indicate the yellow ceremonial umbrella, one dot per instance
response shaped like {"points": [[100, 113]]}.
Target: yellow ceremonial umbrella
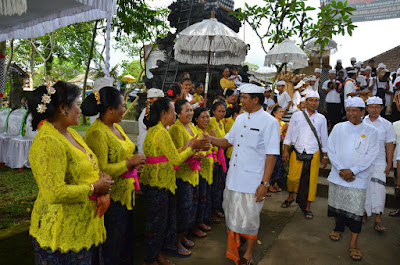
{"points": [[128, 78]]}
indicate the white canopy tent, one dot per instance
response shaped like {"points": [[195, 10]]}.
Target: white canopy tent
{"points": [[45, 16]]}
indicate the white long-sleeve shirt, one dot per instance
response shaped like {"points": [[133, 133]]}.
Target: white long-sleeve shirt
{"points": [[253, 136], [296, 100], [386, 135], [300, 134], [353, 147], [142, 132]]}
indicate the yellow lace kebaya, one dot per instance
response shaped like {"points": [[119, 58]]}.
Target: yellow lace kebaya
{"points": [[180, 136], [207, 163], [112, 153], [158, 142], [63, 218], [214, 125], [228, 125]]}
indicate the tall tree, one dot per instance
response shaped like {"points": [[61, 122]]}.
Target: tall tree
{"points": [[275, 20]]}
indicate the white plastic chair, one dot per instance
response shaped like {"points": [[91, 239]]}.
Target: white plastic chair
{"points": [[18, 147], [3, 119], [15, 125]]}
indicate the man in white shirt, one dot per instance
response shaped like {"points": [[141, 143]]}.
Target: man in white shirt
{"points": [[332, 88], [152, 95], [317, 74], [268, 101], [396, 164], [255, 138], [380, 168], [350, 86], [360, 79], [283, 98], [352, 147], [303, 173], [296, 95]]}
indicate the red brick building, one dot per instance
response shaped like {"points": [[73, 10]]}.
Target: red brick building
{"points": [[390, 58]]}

Your task:
From the first line to the last, retype the data exactly, but omit every image.

Answer space:
indicate the yellow ceremonial umbrella, one dot per instance
response shaped like {"points": [[100, 113]]}.
Target: yellow ceremonial umbrella
{"points": [[128, 78]]}
indicate the white canopy tent, one dot per instance
response shaped like {"points": [[195, 10]]}.
Target: white canopy tent
{"points": [[45, 16]]}
indicate the white long-sleeve shirt, one dot per instance
response shaped like {"points": [[133, 133]]}.
Target: white long-sleeve shirt
{"points": [[253, 136], [296, 100], [386, 135], [300, 134], [353, 147], [142, 132]]}
indicate the yellow lace kebaya, one dot per instance
response shaped like {"points": [[119, 58]]}.
Target: yellow lace kebaya
{"points": [[180, 136], [207, 163], [112, 153], [158, 142], [63, 218], [214, 125], [228, 125]]}
indicate the tall tree, one dot per instance
response shaped like {"points": [[61, 122]]}.
Target: tall tree
{"points": [[275, 20]]}
indicate the white plastic chair, one dot per instance
response shaped like {"points": [[91, 239]]}.
Target: white plastic chair
{"points": [[18, 147], [3, 119], [15, 125]]}
indicate the man in white shirt, one dot per instance
response shaped like {"points": [[141, 143]]}.
Target: man in white shirt
{"points": [[332, 88], [152, 95], [317, 74], [268, 101], [396, 164], [255, 138], [380, 168], [350, 86], [360, 79], [283, 98], [352, 147], [303, 173], [296, 95]]}
indicate the red brick building, one dot per instance
response shaped like {"points": [[73, 10]]}.
Target: red brick building
{"points": [[390, 58]]}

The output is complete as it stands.